------ Extrait fourni ------

Enfin, le demandeur devant le juge a quo soutient que la disposition en cause viole aussi les articles 5, paragraphe 4, et 13 de la Convention européenne des droits de l’homme, notamment en ce qui concerne l’obligation, pour une juridiction, de statuer à bref délai. Il fait cet égard mention de nombreux arrêts qui concernent aussi des carrousels de décisions privatives de liberté (CEDH, 30 juin 2020, Muhammad Saqawat c. Belgique, ECLI:CE:ECHR:2020:0630JUD005496218; 18 février 2020, Makdoudi c. Belgique, ECLI:CE:ECHR:2020:0218JUD001284815; 14 novembre 2013, M. D. c. Belgique, ECLI:CE:ECHR:2013:1114JUD005602810; 11 avril 2013, Firoz Muneer c. Belgique, ECLI:CE:ECHR:2013:0411JUD005600510).
A.1.4. Le demandeur devant le juge a quo souligne que les délais contenus dans la loi du 20 juillet 1990, appliqués aux étrangers, offriraient de nombreux avantages pleinement conformes à la philosophie de la Convention européenne des droits de l’homme et de la directive 2008/115/CE. Premièrement, ils diminueraient la durée de la privation de liberté de l’étranger détenu. Deuxièmement, ils simplifieraient la procédure.
Troisièmement, ils diminueraient le coût, pour la société, lié aux longues procédures et détentions. Enfin, ils permettraient de mettre fin à la discrimination soulevée dans la question préjudicielle.
A.2.1. À titre préliminaire, le Conseil des ministres estime que l’article 72 de la loi du 15 décembre 1980
renvoie aux dispositions légales relatives à la détention préventive. Or, lorsque cette loi est entrée en vigueur, il s’agissait du Code d’instruction criminelle et de la loi du 20 avril 1874. Cela ne fait aucun doute, puisqu’il est de jurisprudence constante de la Cour de cassation que la loi du 20 juillet 1990 ne s’applique pas, notamment parce qu’elle n’a pas modifié la loi du 15 décembre 1980.
A.2.2. Le Conseil des ministres estime, à titre subsidiaire, que les catégories mises en exergue dans la question préjudicielle ne sont pas comparables.

------

→ **L'exercice**
Recopiez l'extrait sur la détention des étrangers, de « Troisièmement, ils diminueraient » jusqu'à « la question préjudicielle. », en remplaçant « la société » par « la collectivité ». Les enregistrements proviennent d'une autre source.

------ Données fournies ------

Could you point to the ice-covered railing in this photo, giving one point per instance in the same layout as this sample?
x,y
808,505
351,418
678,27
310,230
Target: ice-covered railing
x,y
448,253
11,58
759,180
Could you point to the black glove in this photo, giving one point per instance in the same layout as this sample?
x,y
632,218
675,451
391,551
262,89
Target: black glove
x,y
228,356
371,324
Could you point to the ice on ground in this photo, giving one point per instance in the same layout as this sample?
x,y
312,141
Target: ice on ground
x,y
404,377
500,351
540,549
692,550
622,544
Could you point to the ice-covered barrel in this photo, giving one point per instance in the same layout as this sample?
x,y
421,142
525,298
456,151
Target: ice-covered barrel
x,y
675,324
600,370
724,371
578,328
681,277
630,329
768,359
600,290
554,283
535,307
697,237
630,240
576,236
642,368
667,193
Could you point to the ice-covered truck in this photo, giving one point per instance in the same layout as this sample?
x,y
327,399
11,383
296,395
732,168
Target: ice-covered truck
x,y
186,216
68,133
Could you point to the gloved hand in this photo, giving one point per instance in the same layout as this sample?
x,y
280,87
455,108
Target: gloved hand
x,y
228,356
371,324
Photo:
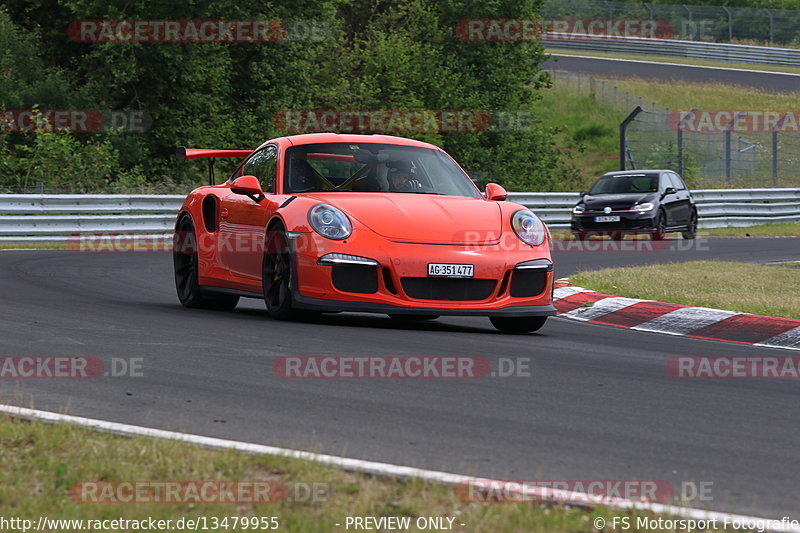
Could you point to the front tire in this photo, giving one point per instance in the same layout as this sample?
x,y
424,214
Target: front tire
x,y
186,266
661,224
524,324
278,274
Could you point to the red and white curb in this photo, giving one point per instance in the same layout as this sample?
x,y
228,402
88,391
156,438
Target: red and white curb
x,y
582,304
392,471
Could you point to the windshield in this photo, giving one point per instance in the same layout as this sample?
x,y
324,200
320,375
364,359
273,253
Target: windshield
x,y
371,167
627,184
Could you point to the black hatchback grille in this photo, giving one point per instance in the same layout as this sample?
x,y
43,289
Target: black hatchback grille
x,y
454,289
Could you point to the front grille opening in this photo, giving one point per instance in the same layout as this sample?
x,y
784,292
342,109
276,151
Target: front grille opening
x,y
527,283
387,280
361,279
504,284
453,289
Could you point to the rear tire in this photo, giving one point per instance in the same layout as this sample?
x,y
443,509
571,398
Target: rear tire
x,y
186,266
524,324
691,229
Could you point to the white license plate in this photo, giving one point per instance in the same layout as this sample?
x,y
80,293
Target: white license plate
x,y
450,270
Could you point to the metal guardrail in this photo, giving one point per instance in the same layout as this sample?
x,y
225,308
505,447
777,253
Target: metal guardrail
x,y
716,208
739,53
30,218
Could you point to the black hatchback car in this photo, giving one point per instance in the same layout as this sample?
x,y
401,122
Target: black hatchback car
x,y
636,201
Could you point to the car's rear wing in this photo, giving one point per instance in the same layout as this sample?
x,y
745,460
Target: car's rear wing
x,y
183,153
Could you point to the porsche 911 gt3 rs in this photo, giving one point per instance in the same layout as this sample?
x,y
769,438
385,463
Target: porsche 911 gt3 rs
x,y
363,223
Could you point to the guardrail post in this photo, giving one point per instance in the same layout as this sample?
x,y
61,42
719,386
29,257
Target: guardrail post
x,y
649,10
771,25
775,156
727,149
730,23
622,138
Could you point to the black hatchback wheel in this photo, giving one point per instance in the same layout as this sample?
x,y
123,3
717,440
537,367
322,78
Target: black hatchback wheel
x,y
185,263
278,274
660,230
691,228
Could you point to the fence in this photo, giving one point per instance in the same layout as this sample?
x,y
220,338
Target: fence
x,y
690,22
761,55
708,147
31,218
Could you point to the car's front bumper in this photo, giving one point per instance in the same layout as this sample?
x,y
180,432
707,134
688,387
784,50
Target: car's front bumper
x,y
628,222
399,283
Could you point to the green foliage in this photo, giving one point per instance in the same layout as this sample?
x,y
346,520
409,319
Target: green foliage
x,y
374,54
593,130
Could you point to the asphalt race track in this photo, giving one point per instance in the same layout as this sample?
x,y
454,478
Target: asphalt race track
x,y
774,81
598,405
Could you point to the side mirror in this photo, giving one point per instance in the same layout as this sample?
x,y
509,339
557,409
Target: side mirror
x,y
248,186
495,192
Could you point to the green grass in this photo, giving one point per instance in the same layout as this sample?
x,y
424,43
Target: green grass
x,y
788,229
680,60
589,131
742,287
43,462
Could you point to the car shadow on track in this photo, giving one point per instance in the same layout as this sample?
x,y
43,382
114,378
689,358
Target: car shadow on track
x,y
360,320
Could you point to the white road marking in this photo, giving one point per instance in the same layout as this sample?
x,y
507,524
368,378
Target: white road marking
x,y
563,292
685,320
788,339
601,307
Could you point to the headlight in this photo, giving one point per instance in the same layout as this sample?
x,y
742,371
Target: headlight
x,y
329,222
528,227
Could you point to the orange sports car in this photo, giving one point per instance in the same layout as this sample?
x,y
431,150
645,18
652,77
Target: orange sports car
x,y
363,223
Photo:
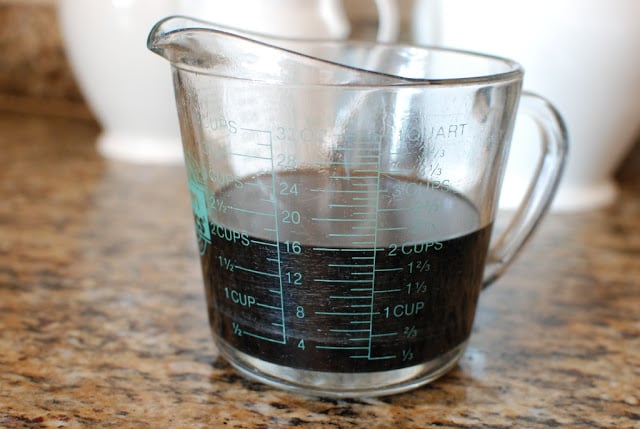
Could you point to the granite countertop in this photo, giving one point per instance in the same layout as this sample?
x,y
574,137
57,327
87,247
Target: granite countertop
x,y
103,321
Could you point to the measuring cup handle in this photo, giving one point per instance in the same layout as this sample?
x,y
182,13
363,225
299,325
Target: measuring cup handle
x,y
554,144
388,20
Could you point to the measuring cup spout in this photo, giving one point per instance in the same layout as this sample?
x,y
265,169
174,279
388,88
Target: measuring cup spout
x,y
220,51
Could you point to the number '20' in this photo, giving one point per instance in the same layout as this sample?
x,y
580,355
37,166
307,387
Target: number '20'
x,y
291,216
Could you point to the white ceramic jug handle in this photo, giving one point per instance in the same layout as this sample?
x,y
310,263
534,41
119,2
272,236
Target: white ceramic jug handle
x,y
388,20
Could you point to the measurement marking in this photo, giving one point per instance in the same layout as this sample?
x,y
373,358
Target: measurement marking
x,y
353,177
372,358
353,235
346,163
353,206
256,271
375,241
246,155
271,307
350,297
338,313
354,147
260,185
255,130
396,228
328,219
260,337
264,243
387,334
277,240
360,171
340,348
352,265
345,191
238,209
348,249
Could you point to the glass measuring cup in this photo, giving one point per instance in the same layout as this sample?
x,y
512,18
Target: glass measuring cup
x,y
344,196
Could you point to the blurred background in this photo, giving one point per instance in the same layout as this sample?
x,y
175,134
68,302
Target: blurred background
x,y
36,76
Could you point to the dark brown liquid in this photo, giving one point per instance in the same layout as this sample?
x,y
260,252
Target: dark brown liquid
x,y
345,288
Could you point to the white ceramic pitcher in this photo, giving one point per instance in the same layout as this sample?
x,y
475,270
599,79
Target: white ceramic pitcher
x,y
126,86
584,55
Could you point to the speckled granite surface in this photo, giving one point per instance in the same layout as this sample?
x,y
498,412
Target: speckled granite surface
x,y
103,322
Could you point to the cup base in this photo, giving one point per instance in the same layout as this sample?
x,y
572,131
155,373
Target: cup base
x,y
339,384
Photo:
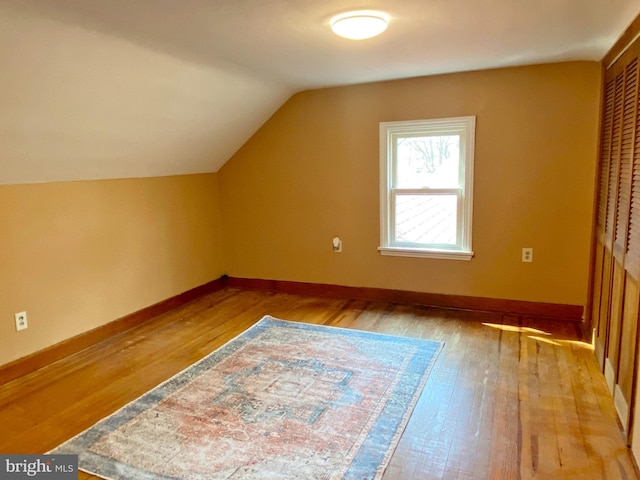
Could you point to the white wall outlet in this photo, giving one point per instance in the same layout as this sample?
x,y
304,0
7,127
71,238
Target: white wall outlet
x,y
21,321
337,244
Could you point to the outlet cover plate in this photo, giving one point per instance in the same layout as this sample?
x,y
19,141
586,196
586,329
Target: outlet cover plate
x,y
21,321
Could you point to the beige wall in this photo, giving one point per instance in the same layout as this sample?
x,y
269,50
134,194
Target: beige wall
x,y
77,255
312,172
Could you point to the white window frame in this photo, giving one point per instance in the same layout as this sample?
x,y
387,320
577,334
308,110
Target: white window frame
x,y
389,132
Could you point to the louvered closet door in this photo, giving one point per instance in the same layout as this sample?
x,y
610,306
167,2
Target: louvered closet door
x,y
602,267
622,316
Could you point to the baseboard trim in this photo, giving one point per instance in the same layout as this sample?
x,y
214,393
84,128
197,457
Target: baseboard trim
x,y
33,362
510,307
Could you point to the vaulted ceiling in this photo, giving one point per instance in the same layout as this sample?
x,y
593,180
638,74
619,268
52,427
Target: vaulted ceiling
x,y
121,88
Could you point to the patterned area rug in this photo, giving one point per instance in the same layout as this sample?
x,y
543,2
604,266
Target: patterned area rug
x,y
283,400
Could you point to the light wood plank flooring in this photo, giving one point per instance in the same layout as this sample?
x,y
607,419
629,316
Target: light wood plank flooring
x,y
508,398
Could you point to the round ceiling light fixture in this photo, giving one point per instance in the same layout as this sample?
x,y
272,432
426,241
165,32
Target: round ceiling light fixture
x,y
360,24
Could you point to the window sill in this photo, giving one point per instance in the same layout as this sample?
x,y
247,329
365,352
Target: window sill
x,y
421,253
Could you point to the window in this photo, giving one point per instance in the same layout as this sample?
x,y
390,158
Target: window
x,y
426,190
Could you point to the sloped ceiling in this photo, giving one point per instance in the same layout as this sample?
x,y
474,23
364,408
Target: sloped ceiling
x,y
109,89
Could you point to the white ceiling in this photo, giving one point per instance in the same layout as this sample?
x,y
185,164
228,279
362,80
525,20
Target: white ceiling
x,y
247,56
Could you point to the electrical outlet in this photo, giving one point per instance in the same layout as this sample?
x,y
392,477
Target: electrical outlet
x,y
21,321
337,244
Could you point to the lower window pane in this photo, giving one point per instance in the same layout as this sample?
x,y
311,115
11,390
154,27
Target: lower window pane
x,y
427,219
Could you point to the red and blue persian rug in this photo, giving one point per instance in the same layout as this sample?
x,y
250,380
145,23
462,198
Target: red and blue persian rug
x,y
284,400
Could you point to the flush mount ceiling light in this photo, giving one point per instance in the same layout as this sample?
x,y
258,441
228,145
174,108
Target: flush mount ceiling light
x,y
360,24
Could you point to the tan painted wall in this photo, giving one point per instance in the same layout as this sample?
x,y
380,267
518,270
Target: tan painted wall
x,y
312,172
77,255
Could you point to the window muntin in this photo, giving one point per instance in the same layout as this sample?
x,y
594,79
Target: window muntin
x,y
426,187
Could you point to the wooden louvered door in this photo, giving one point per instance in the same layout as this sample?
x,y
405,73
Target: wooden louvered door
x,y
602,266
617,258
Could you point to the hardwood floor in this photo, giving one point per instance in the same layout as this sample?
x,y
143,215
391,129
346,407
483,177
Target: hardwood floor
x,y
508,398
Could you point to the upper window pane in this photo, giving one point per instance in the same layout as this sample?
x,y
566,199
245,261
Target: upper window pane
x,y
427,161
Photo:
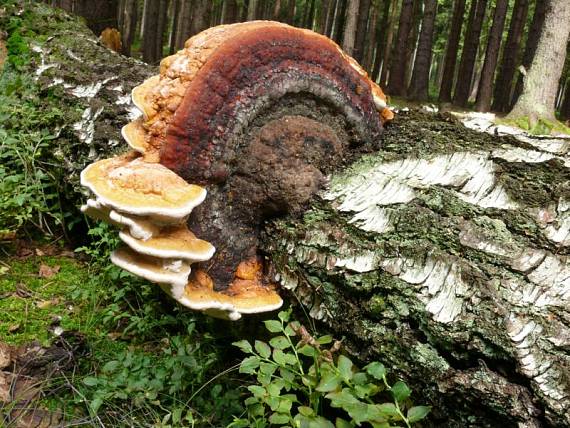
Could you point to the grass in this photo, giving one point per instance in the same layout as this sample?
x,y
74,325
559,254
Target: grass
x,y
32,305
542,126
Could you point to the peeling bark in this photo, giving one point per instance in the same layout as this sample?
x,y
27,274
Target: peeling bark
x,y
444,254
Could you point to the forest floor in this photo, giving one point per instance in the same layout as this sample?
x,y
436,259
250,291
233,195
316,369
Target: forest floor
x,y
81,339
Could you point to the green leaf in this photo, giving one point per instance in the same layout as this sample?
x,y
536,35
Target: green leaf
x,y
257,391
305,411
360,378
90,381
417,413
278,419
341,423
376,369
308,351
111,366
345,368
388,410
249,364
273,326
95,404
279,342
400,391
323,340
244,345
330,381
284,359
263,349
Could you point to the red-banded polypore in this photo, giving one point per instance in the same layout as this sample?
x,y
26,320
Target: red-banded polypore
x,y
257,113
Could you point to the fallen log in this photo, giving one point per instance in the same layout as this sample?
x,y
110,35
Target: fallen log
x,y
439,250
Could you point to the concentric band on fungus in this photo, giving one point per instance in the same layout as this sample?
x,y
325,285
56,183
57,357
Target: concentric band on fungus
x,y
205,94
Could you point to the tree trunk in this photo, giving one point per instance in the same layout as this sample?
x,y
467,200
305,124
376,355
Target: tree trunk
x,y
420,78
362,30
230,12
485,90
368,60
340,19
451,52
469,54
252,10
129,16
541,82
382,61
412,43
200,16
447,260
565,107
151,19
322,21
531,45
504,82
331,18
291,12
397,82
183,29
350,26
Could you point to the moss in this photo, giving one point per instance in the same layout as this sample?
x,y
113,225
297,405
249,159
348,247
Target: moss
x,y
541,127
31,305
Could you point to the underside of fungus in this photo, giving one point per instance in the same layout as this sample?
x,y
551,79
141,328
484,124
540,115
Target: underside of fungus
x,y
257,113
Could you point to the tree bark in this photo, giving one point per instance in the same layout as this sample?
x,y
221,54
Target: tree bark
x,y
451,51
230,12
447,260
330,18
252,10
565,107
323,16
384,51
129,17
541,82
363,33
151,19
469,54
485,91
530,47
200,16
420,78
412,43
183,29
397,81
340,19
348,38
504,83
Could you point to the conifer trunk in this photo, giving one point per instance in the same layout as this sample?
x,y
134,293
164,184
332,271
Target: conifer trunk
x,y
349,36
469,54
397,81
541,82
504,82
420,78
530,47
451,51
485,91
363,33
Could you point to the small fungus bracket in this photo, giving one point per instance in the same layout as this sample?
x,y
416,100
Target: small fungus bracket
x,y
257,114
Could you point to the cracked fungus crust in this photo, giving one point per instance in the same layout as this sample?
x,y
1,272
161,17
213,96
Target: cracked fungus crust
x,y
258,112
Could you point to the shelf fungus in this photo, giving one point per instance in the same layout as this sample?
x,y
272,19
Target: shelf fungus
x,y
257,113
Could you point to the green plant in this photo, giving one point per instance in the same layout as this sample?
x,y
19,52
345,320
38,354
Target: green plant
x,y
300,383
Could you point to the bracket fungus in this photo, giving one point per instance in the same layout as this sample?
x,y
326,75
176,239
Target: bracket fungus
x,y
257,113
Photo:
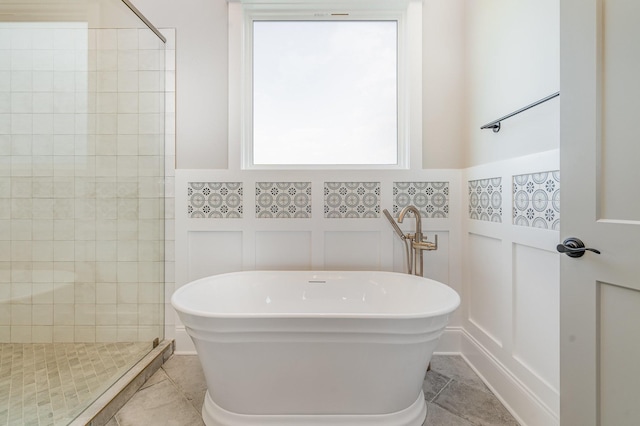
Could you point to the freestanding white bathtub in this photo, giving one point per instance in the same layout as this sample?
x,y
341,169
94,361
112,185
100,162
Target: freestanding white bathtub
x,y
314,348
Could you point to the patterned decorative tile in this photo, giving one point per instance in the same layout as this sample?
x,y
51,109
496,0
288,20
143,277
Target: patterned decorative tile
x,y
536,200
485,199
214,200
431,198
283,199
351,200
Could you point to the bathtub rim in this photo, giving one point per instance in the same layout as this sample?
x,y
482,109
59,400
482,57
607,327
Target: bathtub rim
x,y
182,309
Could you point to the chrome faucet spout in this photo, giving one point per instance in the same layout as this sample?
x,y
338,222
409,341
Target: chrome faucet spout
x,y
417,239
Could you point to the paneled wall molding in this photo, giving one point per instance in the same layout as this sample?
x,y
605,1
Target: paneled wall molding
x,y
207,246
504,272
521,401
511,295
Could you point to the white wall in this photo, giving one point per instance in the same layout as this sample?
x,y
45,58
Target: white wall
x,y
513,53
481,59
201,77
511,282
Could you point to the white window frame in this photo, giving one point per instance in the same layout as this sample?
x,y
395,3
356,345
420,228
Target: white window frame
x,y
350,10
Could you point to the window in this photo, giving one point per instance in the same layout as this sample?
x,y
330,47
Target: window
x,y
323,90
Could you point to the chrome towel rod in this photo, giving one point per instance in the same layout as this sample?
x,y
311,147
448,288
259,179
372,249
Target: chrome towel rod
x,y
495,124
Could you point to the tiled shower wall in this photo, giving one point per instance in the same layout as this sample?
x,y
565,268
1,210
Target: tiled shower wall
x,y
81,184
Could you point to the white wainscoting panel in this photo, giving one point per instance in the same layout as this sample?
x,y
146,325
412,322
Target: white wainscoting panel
x,y
352,250
488,294
283,250
214,252
536,314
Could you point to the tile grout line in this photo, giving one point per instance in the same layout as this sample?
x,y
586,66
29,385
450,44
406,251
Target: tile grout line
x,y
440,391
179,389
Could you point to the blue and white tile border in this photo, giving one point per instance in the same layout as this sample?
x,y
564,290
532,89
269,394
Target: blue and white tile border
x,y
431,198
485,199
215,200
346,200
283,200
536,200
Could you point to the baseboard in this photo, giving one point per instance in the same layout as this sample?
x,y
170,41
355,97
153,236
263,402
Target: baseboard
x,y
527,409
184,344
449,343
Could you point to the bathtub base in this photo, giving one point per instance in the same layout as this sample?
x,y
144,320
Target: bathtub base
x,y
414,415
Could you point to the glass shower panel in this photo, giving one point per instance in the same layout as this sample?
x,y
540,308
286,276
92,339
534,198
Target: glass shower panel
x,y
81,199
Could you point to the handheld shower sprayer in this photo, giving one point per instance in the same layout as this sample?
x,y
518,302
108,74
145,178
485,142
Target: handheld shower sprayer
x,y
418,240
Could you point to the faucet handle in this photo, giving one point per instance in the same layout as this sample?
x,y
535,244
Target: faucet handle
x,y
426,245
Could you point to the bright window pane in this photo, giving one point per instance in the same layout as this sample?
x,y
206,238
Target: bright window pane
x,y
325,92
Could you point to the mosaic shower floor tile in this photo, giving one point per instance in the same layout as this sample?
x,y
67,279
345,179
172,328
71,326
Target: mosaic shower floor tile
x,y
51,383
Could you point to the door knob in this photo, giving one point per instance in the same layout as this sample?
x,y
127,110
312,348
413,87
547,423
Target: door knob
x,y
574,247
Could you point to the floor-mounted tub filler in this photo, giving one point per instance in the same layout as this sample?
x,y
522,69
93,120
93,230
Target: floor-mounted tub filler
x,y
314,348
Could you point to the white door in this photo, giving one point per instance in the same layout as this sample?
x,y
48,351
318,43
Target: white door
x,y
600,172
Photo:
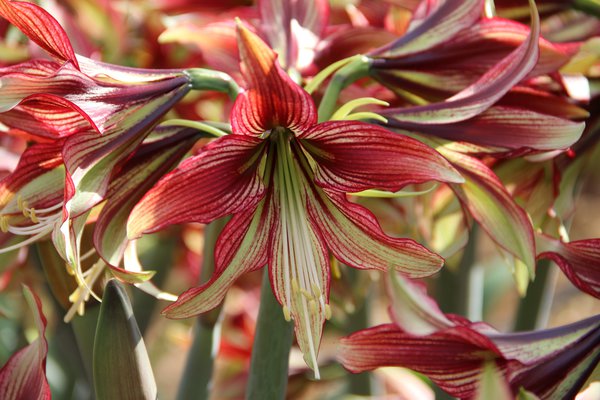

------

→ **Corrigé**
Troisièmement, ils diminueraient le coût, pour la collectivité, lié aux longues procédures et détentions. Enfin, ils permettraient de mettre fin à la discrimination soulevée dans la question préjudicielle.